Word Count: 387
By Taariq N. Adams
The Gaylord National Resort and Convention Center in the National Harbor near D.C. hosted Katsucon, a Japanese animation and video game convention February 12-14.
“I think it is a wonderful experience for those into geek culture,” said Evan Yost, 25, an attendee at Katsucon. “It’s like one big costume party.”
In this convention people gather in one area to meet with friends, spend time together, and attend events. Some dress up as characters from Japanese media and video games, which is called cosplaying.
Many events and activities take place at Katsucon, including various panels, cosplay photo-shoots, and workshops for voice acting, prop designing, and story writing. There are also vendors that sell various games, artwork, toys and more.
Katsucon is set up as a safe environment for attendees thanks to security and medical staff.
==============================
● Parts of the exercise:
a – Reproduce the Katsucon article from "In this convention" up to and including "is called cosplaying.".
b – In the Katsucon article, what is dressing up as characters from Japanese media and video games called?

[Stored data entries]
==============================
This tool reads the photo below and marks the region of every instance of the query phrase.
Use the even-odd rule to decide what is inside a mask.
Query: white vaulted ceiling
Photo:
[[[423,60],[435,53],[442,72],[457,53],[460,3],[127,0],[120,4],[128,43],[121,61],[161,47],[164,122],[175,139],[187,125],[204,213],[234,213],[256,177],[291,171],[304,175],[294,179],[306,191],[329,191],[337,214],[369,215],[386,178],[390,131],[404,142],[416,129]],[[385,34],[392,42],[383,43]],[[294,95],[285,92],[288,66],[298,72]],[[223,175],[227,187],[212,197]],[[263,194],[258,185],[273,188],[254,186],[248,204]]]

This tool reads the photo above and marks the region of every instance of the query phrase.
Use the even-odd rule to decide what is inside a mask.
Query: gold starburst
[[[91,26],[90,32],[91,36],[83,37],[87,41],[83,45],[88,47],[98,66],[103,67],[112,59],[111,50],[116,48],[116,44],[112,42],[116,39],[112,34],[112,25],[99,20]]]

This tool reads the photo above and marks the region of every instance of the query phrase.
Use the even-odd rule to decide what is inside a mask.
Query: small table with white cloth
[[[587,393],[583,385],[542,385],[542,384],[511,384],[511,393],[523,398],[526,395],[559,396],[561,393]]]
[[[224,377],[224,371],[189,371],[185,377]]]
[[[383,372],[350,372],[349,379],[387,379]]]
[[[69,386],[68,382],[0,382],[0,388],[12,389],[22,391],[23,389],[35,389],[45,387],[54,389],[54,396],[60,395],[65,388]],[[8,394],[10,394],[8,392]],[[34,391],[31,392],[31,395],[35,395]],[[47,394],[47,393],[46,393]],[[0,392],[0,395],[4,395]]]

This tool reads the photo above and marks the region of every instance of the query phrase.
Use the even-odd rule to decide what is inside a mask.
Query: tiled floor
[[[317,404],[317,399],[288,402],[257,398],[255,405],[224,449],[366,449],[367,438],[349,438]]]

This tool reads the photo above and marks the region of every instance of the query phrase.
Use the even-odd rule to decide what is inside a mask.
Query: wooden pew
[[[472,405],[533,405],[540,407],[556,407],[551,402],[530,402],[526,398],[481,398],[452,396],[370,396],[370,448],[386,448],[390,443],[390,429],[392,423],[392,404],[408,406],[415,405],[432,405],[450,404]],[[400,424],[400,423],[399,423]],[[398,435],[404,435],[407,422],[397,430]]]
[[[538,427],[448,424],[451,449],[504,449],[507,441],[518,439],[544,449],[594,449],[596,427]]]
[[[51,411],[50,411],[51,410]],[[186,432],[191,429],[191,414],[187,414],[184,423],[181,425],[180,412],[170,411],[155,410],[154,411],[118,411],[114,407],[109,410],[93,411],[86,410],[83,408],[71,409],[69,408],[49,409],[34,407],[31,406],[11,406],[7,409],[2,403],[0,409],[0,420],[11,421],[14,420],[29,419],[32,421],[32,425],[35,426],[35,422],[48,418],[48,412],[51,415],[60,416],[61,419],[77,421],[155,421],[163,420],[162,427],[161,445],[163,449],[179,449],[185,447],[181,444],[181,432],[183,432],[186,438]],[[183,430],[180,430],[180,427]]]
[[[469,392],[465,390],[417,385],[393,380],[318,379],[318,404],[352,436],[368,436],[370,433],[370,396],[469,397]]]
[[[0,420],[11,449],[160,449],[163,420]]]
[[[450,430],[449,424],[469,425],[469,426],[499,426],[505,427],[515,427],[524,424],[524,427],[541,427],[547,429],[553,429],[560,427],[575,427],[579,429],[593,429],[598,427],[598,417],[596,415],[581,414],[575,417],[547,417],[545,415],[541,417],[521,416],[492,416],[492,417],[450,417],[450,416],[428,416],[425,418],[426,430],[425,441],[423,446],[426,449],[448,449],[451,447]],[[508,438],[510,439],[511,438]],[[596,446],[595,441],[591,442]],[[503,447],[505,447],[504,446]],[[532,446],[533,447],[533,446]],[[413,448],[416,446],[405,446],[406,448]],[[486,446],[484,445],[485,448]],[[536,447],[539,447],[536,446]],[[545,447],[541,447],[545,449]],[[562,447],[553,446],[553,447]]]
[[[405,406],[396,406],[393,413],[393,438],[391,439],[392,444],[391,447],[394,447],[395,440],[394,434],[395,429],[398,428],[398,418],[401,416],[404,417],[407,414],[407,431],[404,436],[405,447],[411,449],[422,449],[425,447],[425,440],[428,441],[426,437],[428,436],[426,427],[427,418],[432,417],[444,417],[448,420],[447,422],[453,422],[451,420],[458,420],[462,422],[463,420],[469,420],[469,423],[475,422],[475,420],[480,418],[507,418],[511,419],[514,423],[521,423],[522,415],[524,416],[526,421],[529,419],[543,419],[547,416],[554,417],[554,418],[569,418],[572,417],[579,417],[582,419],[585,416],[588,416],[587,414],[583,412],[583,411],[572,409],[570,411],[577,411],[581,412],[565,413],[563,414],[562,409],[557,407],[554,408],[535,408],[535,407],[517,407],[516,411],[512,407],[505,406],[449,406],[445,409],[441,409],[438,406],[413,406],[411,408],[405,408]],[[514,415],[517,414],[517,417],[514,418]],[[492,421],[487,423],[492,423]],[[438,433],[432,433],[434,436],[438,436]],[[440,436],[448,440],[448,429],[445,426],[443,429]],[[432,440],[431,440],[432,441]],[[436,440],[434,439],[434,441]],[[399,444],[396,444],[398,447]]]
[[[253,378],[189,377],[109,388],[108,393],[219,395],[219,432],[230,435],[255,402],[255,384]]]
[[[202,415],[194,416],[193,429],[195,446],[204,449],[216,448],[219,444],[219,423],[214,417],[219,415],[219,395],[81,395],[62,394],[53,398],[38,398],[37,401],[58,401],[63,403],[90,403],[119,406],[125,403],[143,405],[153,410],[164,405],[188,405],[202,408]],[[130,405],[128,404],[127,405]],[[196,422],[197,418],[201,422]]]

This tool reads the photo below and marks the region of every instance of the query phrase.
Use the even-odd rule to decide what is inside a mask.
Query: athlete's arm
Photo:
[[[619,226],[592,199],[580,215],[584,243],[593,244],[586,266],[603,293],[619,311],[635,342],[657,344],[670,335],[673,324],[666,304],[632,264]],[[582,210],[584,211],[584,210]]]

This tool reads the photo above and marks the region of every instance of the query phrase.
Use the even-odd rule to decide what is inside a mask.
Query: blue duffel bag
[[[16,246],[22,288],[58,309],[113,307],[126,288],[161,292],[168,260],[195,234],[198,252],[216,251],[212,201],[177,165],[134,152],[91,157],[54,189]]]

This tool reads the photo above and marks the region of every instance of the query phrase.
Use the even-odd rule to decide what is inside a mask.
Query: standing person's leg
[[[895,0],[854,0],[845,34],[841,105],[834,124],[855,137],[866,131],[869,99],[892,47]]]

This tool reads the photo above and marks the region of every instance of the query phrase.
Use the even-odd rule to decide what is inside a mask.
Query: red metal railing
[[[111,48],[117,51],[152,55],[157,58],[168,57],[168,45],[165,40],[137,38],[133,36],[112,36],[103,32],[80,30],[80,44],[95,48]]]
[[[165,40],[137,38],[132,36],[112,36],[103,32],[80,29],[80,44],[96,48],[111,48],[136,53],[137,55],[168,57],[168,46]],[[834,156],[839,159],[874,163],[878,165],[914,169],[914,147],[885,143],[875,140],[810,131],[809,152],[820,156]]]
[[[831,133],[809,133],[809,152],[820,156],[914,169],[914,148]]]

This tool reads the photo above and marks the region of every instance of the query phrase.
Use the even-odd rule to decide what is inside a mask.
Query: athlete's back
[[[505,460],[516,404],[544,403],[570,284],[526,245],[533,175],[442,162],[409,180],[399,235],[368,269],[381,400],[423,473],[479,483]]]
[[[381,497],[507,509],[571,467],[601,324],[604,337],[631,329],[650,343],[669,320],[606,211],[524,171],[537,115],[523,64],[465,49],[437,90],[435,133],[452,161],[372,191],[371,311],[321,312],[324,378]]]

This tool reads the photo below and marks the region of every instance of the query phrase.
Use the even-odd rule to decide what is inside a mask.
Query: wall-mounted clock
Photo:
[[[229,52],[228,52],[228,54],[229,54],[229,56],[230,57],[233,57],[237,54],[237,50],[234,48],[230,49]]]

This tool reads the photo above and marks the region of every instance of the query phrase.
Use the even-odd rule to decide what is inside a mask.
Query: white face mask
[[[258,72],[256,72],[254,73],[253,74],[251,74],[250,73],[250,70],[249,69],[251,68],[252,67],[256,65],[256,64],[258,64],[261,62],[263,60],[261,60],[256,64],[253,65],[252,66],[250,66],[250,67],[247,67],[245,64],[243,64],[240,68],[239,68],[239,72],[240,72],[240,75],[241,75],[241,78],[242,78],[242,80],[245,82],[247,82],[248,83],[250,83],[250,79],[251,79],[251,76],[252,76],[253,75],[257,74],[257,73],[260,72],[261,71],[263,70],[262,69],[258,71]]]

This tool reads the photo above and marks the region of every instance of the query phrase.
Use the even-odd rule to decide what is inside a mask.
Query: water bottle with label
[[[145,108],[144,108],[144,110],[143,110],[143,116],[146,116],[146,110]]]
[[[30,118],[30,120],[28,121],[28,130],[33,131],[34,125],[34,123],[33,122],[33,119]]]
==============================
● List of answers:
a –
In this convention people gather in one area to meet with friends, spend time together, and attend events. Some dress up as characters from Japanese media and video games, which is called cosplaying.

b – Cosplaying.